= Supplied material =
============================================================
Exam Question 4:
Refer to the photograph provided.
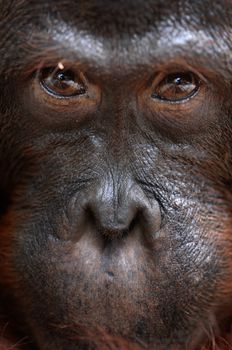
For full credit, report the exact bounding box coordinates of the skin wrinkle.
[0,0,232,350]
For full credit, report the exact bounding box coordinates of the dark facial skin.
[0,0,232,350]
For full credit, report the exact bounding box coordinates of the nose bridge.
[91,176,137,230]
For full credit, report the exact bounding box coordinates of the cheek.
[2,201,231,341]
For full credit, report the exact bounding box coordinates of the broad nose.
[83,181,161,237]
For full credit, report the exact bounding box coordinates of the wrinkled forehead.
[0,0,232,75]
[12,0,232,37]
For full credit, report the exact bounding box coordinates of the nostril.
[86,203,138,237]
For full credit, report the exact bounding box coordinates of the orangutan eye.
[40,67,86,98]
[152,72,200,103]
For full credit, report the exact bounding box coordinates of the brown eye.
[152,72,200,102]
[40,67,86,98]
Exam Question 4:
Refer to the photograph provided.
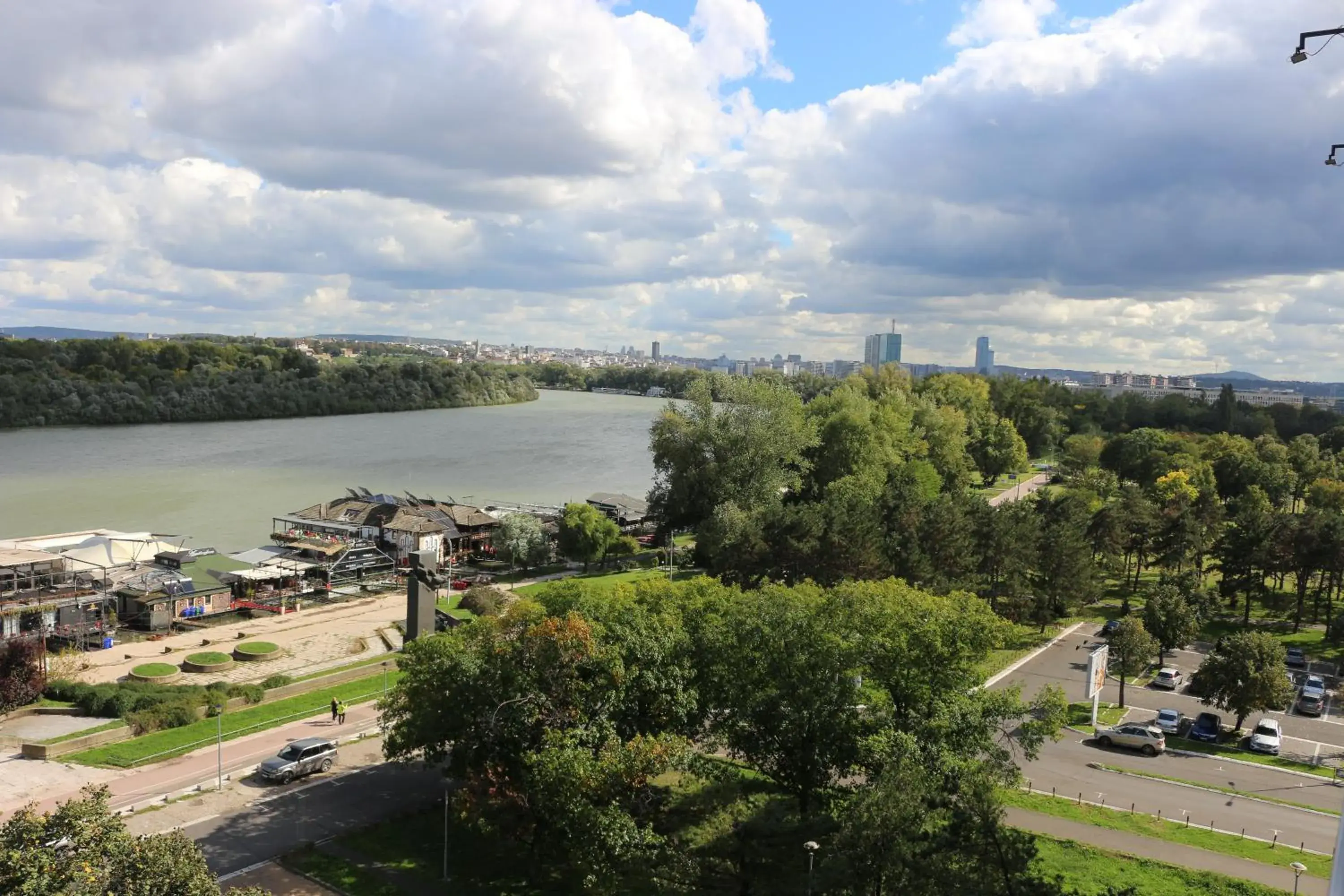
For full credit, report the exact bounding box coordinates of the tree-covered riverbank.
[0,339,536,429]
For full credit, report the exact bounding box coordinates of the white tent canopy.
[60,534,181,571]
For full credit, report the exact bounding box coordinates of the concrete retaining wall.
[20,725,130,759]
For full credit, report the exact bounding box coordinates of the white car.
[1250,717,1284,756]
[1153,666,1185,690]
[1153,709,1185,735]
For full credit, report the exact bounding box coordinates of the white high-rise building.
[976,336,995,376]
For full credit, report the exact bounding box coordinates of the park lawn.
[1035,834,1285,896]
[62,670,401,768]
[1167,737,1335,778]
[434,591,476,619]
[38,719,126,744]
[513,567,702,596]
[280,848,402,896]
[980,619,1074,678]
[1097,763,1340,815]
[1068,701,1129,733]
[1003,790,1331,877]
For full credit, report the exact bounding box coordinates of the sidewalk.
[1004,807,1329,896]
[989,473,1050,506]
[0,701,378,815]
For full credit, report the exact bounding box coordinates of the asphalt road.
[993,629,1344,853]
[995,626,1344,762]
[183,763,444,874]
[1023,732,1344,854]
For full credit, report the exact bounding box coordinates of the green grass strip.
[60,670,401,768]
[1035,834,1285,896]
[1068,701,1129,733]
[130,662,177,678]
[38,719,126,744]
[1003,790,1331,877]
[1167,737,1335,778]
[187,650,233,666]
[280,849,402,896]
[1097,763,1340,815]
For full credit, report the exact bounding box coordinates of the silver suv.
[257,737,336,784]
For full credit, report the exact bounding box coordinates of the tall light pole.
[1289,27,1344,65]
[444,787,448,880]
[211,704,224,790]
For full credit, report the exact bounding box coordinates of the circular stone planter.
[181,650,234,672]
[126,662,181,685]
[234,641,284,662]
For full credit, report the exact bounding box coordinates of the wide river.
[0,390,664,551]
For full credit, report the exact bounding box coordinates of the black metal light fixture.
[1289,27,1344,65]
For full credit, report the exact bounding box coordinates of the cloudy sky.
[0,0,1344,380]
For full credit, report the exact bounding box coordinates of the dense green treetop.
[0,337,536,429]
============================================================
= Task goal =
Reproduce everything from the line containing "dark facial skin." down to the line containing "[1153,709,1185,735]", omitting any pictures.

= Answer to this problem =
For full credit, report the exact bounding box coordinates of the dark facial skin.
[0,0,232,350]
For full credit, report the exact bounding box coordinates of the nose bridge.
[91,176,137,230]
For full credit, report the exact bounding box coordinates of the cheek.
[2,201,231,341]
For full credit, report the exact bounding box coordinates of the broad nose.
[83,181,161,237]
For full credit, report the exact bounding box coordinates of the wrinkled forehead.
[0,0,232,75]
[12,0,232,37]
For full credit, report the exact bounding box coordinates of the nostril.
[86,203,138,237]
For full credit, report the exact bounding box coordinates of the orangutan eye.
[40,67,86,98]
[152,72,200,103]
For full credit, report the exact bounding box coordinates of the brown eye.
[152,72,200,102]
[40,67,86,98]
Exam Question 4:
Refer to the photograph provided.
For full credit, report the exact bounding box coordinates of the tree-covered riverbank.
[0,339,536,429]
For full credit, report the exact bounding box coordinates of the white tent canopy.
[60,534,181,571]
For full credit, report the exact bounding box coordinates of the concrete retaining wall.
[20,725,130,759]
For full credit, report the exact bounding box coordinates of the white car.
[1250,717,1284,756]
[1153,666,1185,690]
[1153,709,1185,735]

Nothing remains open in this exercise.